**Exercise aim:**
Where in the listing does the string "below" appear? Copy every line that holds it.

**Task material:**

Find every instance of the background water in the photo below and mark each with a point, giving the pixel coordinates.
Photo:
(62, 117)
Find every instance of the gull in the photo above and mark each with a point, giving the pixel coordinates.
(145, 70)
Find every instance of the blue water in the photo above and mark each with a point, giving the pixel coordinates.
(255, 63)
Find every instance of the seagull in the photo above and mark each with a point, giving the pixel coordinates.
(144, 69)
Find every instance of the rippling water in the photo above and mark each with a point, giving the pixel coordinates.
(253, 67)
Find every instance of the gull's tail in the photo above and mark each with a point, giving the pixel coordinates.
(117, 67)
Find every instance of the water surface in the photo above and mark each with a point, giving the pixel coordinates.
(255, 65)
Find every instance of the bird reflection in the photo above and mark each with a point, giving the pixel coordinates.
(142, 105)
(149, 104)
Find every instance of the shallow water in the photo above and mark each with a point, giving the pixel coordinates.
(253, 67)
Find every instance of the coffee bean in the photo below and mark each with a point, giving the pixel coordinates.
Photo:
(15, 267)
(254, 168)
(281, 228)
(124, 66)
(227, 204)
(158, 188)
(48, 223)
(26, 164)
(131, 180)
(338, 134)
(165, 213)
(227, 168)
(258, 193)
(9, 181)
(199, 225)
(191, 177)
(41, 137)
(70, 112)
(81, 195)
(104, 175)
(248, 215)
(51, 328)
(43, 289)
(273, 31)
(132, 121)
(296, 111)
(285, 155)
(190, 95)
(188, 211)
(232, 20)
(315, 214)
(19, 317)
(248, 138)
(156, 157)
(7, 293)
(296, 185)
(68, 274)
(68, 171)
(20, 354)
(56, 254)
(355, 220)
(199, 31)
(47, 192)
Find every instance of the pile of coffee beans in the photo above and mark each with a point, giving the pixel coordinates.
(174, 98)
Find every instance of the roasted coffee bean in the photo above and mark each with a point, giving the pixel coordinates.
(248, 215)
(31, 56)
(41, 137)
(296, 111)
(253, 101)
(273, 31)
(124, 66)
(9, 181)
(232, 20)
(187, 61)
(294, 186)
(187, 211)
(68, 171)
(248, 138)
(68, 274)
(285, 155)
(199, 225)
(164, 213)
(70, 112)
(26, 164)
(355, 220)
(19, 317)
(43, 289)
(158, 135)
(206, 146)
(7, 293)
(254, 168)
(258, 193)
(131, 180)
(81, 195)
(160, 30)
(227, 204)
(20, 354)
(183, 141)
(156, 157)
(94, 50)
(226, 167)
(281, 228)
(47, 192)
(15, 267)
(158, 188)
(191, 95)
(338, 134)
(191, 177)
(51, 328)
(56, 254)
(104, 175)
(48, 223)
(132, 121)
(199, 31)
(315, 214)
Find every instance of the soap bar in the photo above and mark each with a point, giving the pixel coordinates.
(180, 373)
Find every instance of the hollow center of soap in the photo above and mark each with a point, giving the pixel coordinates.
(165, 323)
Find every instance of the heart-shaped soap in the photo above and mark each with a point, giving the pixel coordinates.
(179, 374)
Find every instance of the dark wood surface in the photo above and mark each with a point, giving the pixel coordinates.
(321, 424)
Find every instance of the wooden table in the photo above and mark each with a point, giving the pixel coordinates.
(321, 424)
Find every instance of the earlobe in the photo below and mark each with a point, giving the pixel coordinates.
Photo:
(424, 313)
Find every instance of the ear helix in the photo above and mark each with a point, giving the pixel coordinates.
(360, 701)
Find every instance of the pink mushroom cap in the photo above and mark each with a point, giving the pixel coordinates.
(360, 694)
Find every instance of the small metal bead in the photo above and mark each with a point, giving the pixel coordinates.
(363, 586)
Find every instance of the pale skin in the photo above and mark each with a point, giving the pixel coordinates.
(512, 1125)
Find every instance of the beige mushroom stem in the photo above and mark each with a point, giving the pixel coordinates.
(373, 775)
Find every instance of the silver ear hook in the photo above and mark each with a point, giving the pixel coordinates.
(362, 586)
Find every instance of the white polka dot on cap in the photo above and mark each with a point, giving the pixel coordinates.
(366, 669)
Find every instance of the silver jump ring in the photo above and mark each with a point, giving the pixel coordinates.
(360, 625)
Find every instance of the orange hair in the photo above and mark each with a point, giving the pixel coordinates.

**Solved exercise:**
Find every instance of the background water in the photo below and mark each with a point, giving the pixel coordinates.
Find every instance of the coffee bean in the photo below and mark each with a point, giving the pixel coordinates.
Find every instance of the earlobe in the photo below and mark each with a point, giving the pixel coordinates.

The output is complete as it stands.